● **Prompt**
Give the lines again from the start of the records through the line holding "point(324, 227)", inclusive, switching "banner" to "flag" and changing nothing else. Leave the pictures out.

● **Material provided**
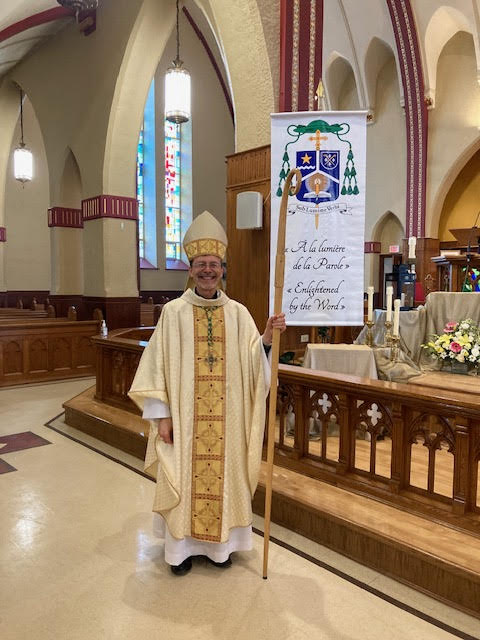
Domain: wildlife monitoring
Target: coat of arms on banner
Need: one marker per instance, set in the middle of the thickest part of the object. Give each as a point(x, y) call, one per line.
point(320, 175)
point(320, 167)
point(324, 227)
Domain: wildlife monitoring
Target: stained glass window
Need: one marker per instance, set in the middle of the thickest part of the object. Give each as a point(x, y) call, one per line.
point(173, 227)
point(146, 186)
point(141, 194)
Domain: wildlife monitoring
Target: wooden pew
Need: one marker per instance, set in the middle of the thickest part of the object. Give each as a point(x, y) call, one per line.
point(43, 349)
point(7, 312)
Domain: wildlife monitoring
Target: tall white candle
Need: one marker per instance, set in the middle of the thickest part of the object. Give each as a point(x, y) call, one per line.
point(370, 304)
point(396, 316)
point(412, 243)
point(389, 303)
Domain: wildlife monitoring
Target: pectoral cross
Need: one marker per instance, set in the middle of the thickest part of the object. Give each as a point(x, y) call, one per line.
point(210, 360)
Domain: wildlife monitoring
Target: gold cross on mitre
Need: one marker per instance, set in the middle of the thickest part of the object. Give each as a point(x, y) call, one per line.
point(317, 138)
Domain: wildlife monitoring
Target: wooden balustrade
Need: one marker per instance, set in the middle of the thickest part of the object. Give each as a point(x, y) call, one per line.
point(396, 442)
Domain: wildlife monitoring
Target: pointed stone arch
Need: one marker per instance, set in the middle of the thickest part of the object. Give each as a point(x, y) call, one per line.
point(239, 29)
point(341, 84)
point(377, 55)
point(459, 192)
point(443, 25)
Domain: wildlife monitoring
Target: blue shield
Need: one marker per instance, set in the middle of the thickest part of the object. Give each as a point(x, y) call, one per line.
point(320, 175)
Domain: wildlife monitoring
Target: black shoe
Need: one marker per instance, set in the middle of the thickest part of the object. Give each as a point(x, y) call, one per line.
point(183, 568)
point(221, 565)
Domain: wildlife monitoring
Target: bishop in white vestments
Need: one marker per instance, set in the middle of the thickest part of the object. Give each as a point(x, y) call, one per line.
point(202, 381)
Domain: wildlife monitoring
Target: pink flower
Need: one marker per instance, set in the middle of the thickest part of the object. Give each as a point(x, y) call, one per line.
point(450, 327)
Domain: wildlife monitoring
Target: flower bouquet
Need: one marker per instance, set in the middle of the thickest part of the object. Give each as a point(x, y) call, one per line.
point(459, 343)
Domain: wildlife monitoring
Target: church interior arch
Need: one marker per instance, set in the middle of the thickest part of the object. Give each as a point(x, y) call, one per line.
point(378, 54)
point(443, 25)
point(461, 206)
point(341, 84)
point(453, 123)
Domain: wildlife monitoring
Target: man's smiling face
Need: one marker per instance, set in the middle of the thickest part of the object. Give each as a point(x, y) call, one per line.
point(206, 272)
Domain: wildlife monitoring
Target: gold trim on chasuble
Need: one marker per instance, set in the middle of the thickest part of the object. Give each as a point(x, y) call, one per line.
point(208, 445)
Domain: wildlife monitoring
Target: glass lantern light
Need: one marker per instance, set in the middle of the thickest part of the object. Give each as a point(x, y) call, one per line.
point(177, 89)
point(22, 156)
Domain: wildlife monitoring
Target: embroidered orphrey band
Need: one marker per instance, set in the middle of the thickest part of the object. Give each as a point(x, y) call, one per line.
point(208, 446)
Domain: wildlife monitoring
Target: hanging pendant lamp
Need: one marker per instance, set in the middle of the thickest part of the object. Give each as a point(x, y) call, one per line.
point(79, 6)
point(177, 89)
point(22, 156)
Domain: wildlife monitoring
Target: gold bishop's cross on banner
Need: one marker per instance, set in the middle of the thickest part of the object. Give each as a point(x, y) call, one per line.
point(317, 138)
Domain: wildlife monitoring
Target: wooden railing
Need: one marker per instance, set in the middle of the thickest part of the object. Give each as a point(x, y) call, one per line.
point(118, 356)
point(394, 441)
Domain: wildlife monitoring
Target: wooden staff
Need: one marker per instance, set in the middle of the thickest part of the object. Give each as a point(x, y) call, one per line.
point(277, 308)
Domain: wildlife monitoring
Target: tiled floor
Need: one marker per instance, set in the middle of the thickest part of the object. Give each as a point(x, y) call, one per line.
point(80, 560)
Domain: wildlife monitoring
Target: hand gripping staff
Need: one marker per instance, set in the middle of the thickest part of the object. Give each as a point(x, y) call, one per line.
point(288, 190)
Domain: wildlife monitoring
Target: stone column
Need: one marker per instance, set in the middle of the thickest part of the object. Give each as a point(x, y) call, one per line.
point(111, 259)
point(3, 286)
point(66, 289)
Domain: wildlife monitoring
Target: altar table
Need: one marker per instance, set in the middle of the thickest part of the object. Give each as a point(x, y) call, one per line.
point(351, 359)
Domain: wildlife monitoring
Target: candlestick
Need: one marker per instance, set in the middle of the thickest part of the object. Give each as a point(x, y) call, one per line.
point(394, 349)
point(370, 304)
point(412, 243)
point(389, 303)
point(369, 337)
point(387, 340)
point(396, 317)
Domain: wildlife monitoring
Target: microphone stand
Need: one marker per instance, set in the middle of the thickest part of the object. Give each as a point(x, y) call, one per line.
point(469, 255)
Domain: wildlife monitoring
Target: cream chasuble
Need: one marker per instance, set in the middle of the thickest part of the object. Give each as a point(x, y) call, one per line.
point(205, 360)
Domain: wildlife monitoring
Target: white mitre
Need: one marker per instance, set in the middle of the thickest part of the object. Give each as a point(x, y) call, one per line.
point(205, 237)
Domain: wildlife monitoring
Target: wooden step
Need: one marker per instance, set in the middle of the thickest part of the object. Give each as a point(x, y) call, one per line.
point(432, 557)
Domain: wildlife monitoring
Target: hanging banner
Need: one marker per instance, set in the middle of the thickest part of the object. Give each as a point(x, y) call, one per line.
point(324, 249)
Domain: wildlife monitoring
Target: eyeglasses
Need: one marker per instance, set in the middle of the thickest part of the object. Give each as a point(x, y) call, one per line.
point(203, 265)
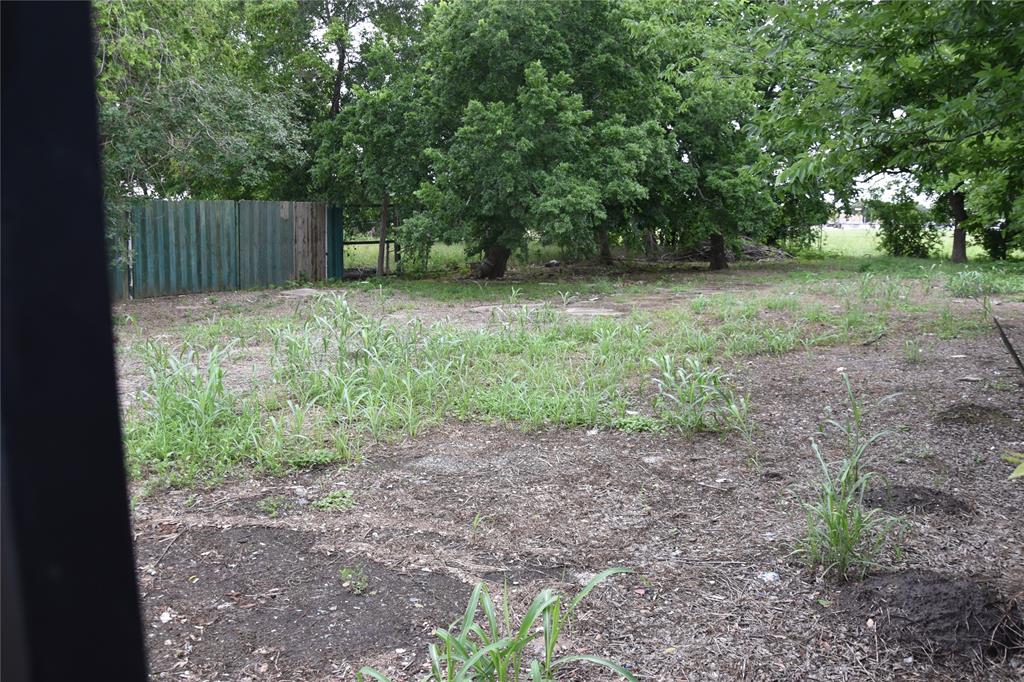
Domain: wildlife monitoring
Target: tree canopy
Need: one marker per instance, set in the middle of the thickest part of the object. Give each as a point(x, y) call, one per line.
point(581, 123)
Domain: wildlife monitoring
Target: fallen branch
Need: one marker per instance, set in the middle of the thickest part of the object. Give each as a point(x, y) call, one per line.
point(1010, 346)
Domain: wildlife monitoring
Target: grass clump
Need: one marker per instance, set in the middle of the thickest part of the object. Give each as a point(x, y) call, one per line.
point(335, 501)
point(843, 537)
point(189, 426)
point(696, 397)
point(495, 648)
point(912, 351)
point(978, 283)
point(353, 579)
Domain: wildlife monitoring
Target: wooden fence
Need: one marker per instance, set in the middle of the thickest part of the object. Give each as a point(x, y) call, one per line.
point(200, 246)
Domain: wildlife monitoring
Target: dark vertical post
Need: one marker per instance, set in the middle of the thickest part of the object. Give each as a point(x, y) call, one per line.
point(70, 599)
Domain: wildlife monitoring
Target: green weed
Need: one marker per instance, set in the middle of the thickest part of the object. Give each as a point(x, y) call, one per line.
point(496, 647)
point(696, 397)
point(335, 501)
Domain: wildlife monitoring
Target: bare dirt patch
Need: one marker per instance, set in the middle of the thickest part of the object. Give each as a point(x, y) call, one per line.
point(938, 614)
point(915, 499)
point(232, 602)
point(708, 522)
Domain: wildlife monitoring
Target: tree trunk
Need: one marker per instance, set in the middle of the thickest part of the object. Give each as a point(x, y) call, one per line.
point(339, 78)
point(382, 249)
point(603, 245)
point(958, 213)
point(717, 258)
point(650, 245)
point(495, 261)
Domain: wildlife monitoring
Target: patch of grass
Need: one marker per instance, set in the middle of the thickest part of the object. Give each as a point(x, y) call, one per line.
point(843, 537)
point(272, 506)
point(978, 283)
point(912, 351)
point(495, 646)
point(697, 397)
point(335, 501)
point(353, 579)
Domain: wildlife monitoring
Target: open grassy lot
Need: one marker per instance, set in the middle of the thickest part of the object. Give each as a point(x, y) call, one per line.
point(322, 475)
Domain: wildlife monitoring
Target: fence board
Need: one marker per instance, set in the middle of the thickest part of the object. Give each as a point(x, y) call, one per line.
point(335, 242)
point(310, 233)
point(266, 244)
point(198, 246)
point(184, 247)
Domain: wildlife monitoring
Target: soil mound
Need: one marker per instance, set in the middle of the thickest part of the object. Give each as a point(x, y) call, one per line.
point(939, 613)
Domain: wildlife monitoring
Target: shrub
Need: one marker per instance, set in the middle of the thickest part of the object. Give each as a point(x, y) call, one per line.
point(904, 227)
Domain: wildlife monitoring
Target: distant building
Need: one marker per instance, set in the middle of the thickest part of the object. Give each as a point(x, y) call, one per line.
point(851, 221)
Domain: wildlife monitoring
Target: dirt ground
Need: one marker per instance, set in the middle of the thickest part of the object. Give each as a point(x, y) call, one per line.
point(242, 582)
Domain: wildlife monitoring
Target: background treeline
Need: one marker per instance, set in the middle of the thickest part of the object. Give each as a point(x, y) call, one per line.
point(585, 124)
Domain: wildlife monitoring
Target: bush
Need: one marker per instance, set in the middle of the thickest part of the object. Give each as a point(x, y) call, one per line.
point(905, 228)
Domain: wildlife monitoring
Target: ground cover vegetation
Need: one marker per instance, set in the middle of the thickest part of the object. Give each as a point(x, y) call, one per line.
point(335, 411)
point(801, 466)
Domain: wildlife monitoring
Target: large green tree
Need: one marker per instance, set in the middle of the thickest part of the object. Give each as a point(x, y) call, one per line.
point(933, 89)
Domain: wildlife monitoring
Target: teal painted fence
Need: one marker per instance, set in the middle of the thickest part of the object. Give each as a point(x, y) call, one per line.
point(184, 247)
point(335, 242)
point(200, 246)
point(266, 242)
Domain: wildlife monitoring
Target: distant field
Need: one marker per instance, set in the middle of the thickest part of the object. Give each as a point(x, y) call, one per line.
point(855, 242)
point(861, 242)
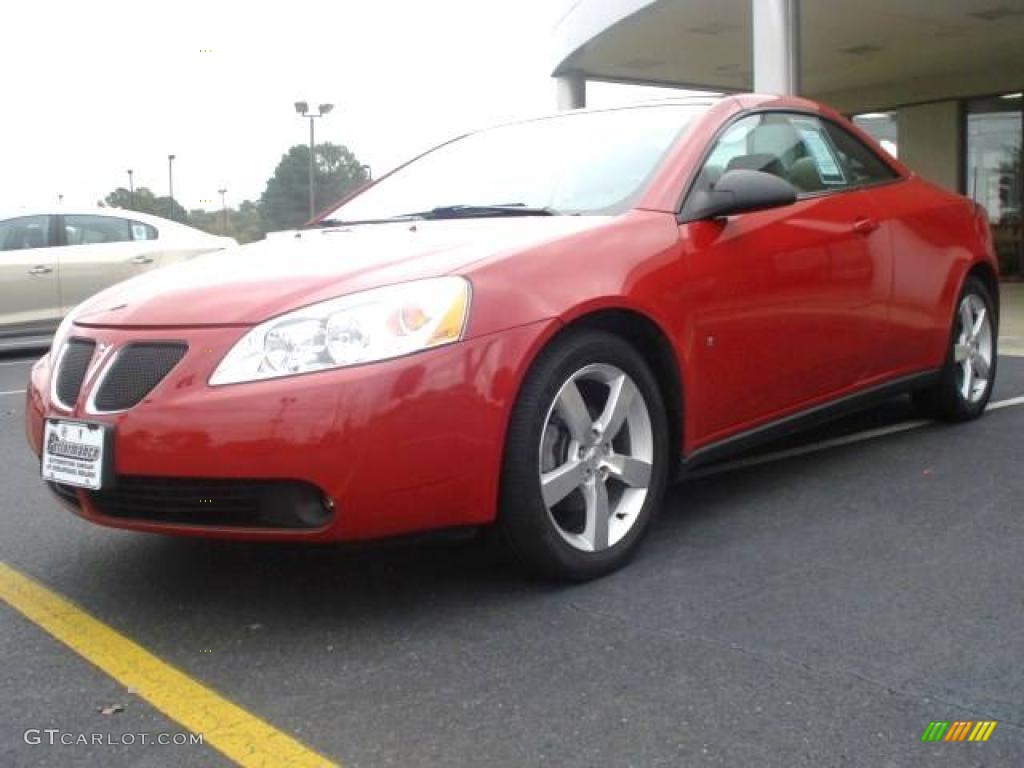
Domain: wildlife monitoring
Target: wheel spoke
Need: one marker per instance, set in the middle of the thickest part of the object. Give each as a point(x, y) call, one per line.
point(634, 472)
point(573, 411)
point(981, 367)
point(967, 321)
point(968, 385)
point(621, 394)
point(596, 531)
point(979, 323)
point(560, 481)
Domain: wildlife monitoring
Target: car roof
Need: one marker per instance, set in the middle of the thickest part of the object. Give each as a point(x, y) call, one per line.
point(75, 210)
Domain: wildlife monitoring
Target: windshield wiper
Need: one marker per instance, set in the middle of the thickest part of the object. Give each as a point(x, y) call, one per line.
point(471, 211)
point(450, 212)
point(342, 222)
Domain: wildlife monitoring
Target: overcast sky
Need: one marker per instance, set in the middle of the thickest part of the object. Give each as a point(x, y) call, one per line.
point(94, 88)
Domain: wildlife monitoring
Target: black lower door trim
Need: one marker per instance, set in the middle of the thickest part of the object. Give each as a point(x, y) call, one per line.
point(751, 438)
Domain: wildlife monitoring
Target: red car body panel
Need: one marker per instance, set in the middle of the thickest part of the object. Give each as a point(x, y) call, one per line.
point(765, 314)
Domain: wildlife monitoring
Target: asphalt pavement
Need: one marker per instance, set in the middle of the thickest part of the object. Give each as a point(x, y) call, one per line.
point(817, 609)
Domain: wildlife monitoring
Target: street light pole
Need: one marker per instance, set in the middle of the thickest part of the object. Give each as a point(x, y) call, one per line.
point(223, 212)
point(170, 186)
point(302, 108)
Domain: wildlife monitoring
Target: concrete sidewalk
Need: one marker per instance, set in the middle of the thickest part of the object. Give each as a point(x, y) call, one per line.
point(1012, 318)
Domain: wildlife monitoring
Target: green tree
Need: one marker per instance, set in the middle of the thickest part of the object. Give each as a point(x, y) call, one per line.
point(244, 223)
point(285, 203)
point(143, 201)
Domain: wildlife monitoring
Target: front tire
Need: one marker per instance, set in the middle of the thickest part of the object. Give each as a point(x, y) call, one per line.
point(965, 384)
point(586, 458)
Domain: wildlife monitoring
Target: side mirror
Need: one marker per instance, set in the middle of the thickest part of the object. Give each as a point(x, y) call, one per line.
point(741, 190)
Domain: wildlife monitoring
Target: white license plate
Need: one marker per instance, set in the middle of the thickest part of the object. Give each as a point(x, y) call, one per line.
point(74, 453)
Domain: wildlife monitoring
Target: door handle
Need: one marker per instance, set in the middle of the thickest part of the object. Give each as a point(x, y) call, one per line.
point(865, 226)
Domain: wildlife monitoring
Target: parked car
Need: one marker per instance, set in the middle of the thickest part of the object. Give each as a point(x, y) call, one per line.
point(52, 260)
point(535, 327)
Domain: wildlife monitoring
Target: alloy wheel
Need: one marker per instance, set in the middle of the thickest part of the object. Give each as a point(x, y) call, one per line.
point(596, 456)
point(973, 348)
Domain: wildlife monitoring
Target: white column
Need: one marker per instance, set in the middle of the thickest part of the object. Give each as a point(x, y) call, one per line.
point(570, 91)
point(776, 46)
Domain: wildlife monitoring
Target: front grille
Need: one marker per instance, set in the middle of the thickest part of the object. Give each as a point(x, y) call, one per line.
point(74, 364)
point(220, 502)
point(135, 371)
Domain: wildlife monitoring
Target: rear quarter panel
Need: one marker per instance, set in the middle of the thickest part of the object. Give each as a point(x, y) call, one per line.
point(935, 242)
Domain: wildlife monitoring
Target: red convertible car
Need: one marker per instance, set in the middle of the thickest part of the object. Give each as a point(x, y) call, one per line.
point(535, 327)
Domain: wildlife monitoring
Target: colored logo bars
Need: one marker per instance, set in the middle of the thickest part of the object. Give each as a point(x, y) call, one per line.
point(958, 730)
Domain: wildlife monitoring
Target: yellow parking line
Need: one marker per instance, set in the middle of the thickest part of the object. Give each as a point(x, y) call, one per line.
point(238, 734)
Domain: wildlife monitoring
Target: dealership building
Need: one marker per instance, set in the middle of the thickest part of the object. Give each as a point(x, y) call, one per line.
point(937, 82)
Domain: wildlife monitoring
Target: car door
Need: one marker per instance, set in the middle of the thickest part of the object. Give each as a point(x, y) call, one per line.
point(97, 251)
point(30, 301)
point(785, 303)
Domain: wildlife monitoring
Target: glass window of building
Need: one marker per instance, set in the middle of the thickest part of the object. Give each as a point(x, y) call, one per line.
point(993, 175)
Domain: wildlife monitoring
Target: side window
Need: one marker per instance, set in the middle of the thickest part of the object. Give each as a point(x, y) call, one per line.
point(25, 231)
point(813, 155)
point(864, 165)
point(82, 230)
point(142, 231)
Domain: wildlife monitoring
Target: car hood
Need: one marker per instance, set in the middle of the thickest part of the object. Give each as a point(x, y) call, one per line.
point(286, 271)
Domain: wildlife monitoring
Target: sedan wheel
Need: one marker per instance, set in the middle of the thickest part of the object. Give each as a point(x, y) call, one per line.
point(595, 458)
point(965, 384)
point(586, 459)
point(973, 349)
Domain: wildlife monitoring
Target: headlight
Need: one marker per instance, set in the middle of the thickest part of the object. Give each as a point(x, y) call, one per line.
point(365, 327)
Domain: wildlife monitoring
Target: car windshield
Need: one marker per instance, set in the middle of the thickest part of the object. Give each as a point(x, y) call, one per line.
point(588, 162)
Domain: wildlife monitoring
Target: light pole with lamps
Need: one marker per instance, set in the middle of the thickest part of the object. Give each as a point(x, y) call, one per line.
point(302, 108)
point(223, 212)
point(170, 186)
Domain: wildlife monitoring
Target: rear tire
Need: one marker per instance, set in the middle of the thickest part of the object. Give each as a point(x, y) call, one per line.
point(965, 384)
point(586, 458)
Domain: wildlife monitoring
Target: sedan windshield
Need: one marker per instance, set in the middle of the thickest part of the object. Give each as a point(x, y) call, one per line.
point(588, 162)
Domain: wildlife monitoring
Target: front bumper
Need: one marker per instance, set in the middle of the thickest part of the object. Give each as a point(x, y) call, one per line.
point(397, 446)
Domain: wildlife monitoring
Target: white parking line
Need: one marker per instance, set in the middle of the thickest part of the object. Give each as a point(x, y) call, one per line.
point(868, 434)
point(1006, 403)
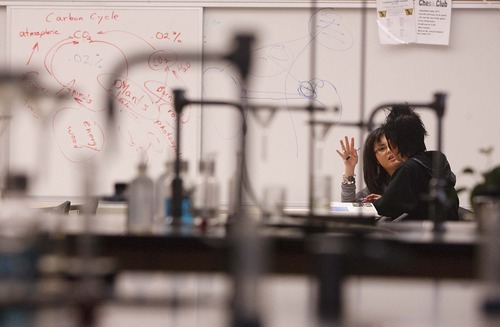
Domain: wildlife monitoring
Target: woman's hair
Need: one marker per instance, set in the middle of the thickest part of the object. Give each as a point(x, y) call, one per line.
point(376, 177)
point(405, 130)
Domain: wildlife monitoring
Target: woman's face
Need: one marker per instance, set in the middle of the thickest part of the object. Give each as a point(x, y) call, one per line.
point(384, 155)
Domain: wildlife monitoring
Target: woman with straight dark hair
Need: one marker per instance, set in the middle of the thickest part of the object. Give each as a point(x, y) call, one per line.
point(378, 166)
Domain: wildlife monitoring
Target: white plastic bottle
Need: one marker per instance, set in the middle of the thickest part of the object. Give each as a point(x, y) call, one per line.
point(206, 196)
point(140, 203)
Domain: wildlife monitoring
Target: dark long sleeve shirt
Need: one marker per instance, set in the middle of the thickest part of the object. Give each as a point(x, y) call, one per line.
point(409, 186)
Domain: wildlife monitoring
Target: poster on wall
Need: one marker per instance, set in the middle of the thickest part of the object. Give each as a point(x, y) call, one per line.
point(408, 21)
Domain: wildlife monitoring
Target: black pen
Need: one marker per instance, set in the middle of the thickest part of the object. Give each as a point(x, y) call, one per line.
point(349, 156)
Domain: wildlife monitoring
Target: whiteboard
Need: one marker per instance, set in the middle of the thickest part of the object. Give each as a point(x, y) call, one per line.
point(467, 71)
point(74, 52)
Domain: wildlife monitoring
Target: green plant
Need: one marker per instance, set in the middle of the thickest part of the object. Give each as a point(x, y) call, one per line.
point(490, 182)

● **Written answer**
Domain: wildlife monitoring
Target: coat of arms on flag
Need: one marker per instance, set in the middle of the thickest part of the object. Give each as a point(x, y) call, one per line.
point(320, 175)
point(320, 167)
point(324, 227)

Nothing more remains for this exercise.